THE PROBLEM:
Your answer must consist of the records exactly as given, with no pictures included.

Stored data entries:
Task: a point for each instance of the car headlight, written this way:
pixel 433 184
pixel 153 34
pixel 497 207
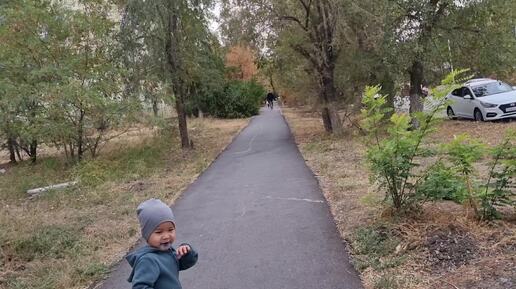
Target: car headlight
pixel 487 104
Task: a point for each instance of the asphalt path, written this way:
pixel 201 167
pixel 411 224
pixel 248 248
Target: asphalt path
pixel 258 219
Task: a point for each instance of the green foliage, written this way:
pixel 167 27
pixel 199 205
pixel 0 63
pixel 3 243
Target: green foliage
pixel 239 99
pixel 442 182
pixel 60 76
pixel 392 149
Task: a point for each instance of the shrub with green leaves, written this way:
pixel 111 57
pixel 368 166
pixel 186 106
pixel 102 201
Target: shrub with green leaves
pixel 238 99
pixel 395 151
pixel 394 146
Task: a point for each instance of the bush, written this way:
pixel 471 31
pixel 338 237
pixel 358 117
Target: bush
pixel 238 99
pixel 393 147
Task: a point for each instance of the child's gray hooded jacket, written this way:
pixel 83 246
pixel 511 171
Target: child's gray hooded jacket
pixel 155 269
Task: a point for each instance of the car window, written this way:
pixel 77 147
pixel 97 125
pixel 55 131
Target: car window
pixel 491 88
pixel 457 92
pixel 466 91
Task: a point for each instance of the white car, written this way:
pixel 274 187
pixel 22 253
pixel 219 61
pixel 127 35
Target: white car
pixel 482 99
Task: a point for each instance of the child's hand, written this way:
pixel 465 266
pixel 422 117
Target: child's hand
pixel 182 250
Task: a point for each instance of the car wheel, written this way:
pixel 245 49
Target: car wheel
pixel 450 113
pixel 477 115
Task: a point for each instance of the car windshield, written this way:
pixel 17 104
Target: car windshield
pixel 491 88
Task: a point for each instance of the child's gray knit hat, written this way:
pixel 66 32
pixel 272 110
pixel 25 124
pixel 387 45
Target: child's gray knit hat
pixel 152 213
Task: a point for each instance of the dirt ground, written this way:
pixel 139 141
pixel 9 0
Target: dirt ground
pixel 438 248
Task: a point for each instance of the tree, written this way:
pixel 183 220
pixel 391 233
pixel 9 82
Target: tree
pixel 60 79
pixel 166 36
pixel 317 36
pixel 27 70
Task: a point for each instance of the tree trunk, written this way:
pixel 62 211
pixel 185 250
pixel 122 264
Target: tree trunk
pixel 176 72
pixel 416 93
pixel 12 151
pixel 80 136
pixel 181 116
pixel 155 108
pixel 33 148
pixel 330 116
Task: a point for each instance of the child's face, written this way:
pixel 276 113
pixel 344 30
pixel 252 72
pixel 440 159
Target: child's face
pixel 163 236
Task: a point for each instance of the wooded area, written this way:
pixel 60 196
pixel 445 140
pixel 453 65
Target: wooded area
pixel 76 75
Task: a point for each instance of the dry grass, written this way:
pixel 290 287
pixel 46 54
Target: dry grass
pixel 438 248
pixel 70 238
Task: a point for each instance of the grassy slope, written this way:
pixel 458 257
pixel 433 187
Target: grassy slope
pixel 67 239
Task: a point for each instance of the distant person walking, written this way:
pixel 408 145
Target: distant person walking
pixel 271 97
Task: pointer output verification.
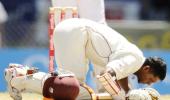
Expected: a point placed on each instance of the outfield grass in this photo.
(33, 96)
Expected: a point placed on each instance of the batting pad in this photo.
(109, 83)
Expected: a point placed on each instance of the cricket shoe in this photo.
(10, 73)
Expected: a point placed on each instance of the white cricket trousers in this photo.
(70, 43)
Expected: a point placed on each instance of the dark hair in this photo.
(158, 66)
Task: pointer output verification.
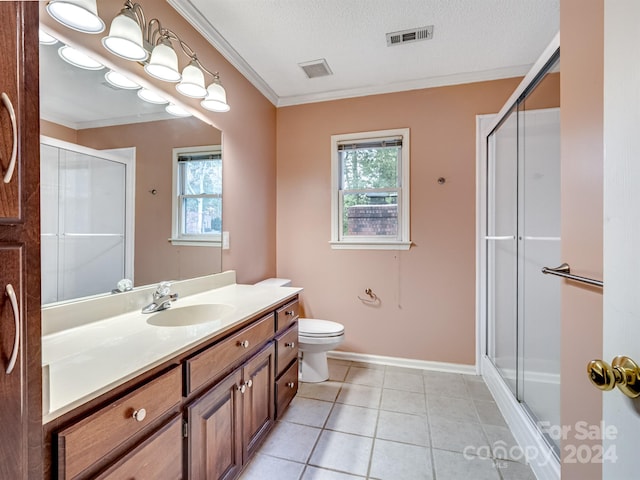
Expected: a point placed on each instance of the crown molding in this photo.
(441, 81)
(195, 17)
(108, 122)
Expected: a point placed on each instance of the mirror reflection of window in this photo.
(197, 206)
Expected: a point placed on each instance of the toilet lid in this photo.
(311, 327)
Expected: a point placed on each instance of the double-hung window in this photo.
(370, 194)
(197, 196)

YOUR RESPONSE:
Task: a point for each instance of the car headlight, written this way:
pixel 433 184
pixel 153 34
pixel 497 207
Target: car headlight
pixel 487 104
Task: a point for each instance of the asphalt path, written this way:
pixel 201 167
pixel 411 224
pixel 248 248
Target: asphalt path
pixel 258 219
Task: a point for each instance of the green foliage, written this way:
pixel 167 27
pixel 199 205
pixel 0 63
pixel 3 243
Target: green foliage
pixel 239 99
pixel 442 182
pixel 60 76
pixel 392 149
Task: a point for each instance of the shrub with green leaves, written this way:
pixel 111 57
pixel 368 166
pixel 186 106
pixel 102 201
Target: shrub with green leaves
pixel 238 99
pixel 395 151
pixel 394 146
Task: a point for each instance of the bush, written this way:
pixel 471 31
pixel 338 237
pixel 358 117
Target: bush
pixel 238 99
pixel 393 147
Task: a point for each instance of the child's gray hooded jacket, written this way:
pixel 83 246
pixel 511 171
Target: child's gray hooded jacket
pixel 155 269
Task: a point for each instance of the car window, written this way:
pixel 77 147
pixel 97 125
pixel 55 131
Target: car window
pixel 491 88
pixel 457 92
pixel 466 91
Task: a point for each instance of the white car, written this way:
pixel 274 187
pixel 22 253
pixel 219 61
pixel 127 35
Target: white car
pixel 482 99
Task: a point for each instance of the child's hand, written this way:
pixel 465 266
pixel 422 117
Target: child's hand
pixel 182 250
Task: a point for each instance of the car wheel, written this way:
pixel 245 49
Target: car wheel
pixel 450 113
pixel 477 115
Task: a point for each instance of the car windshield, written this way:
pixel 17 104
Target: car windshield
pixel 491 88
Task: a point for each instance of the child's gray knit hat, written this way:
pixel 66 32
pixel 272 110
pixel 25 124
pixel 387 45
Target: child's gray knit hat
pixel 152 213
Task: a point for each instance of the dirt ground, written this way:
pixel 139 141
pixel 9 0
Target: dirt ground
pixel 438 248
Task: a point for each instance of the tree, written this way:
pixel 183 220
pixel 391 233
pixel 9 82
Target: tree
pixel 60 79
pixel 166 36
pixel 317 36
pixel 27 70
Task: a point for each instance of the tree trunk, written this way:
pixel 62 211
pixel 185 250
pixel 122 264
Target: tree trunk
pixel 176 72
pixel 416 93
pixel 12 151
pixel 80 136
pixel 181 116
pixel 155 108
pixel 33 148
pixel 330 116
Task: a point for each instance of the child's face, written this way:
pixel 276 113
pixel 344 30
pixel 252 72
pixel 440 159
Target: child's face
pixel 163 236
Task: a point for each instance of the wooded area, written this way:
pixel 60 196
pixel 445 140
pixel 453 65
Target: wooded area
pixel 76 75
Task: a point for each instance of the dry grass, written this way:
pixel 290 287
pixel 46 54
Target: dry grass
pixel 438 248
pixel 70 238
Task: a point for each instance of the grassy slope, written this way:
pixel 458 257
pixel 433 187
Target: grassy slope
pixel 67 239
Task: a point for each instance of the distant person walking, written this way:
pixel 408 145
Target: distant person walking
pixel 271 97
Task: pointer output verification.
Expected: a point placed on each instance of the outfield grass in this photo.
(33, 96)
Expected: a point placed on each instance of the batting pad in this photo.
(109, 83)
Expected: a point placed on each instance of the cricket shoe in this photo.
(10, 73)
Expected: a point placed on each instance of the white cricket trousers in this photo.
(70, 43)
Expected: a point placed on each instance of the dark hair in this photo.
(158, 66)
Task: pointer output verification.
Expected: a point placed on each instance of the crown molding in this photo.
(441, 81)
(195, 17)
(108, 122)
Expected: a point placed on each instance of the mirror reflection of window in this photo.
(197, 206)
Expected: a point placed on each instance of the toilet lid in this photo.
(311, 327)
Expected: a point placed on each instance of the double-hung window in this photo.
(370, 194)
(197, 196)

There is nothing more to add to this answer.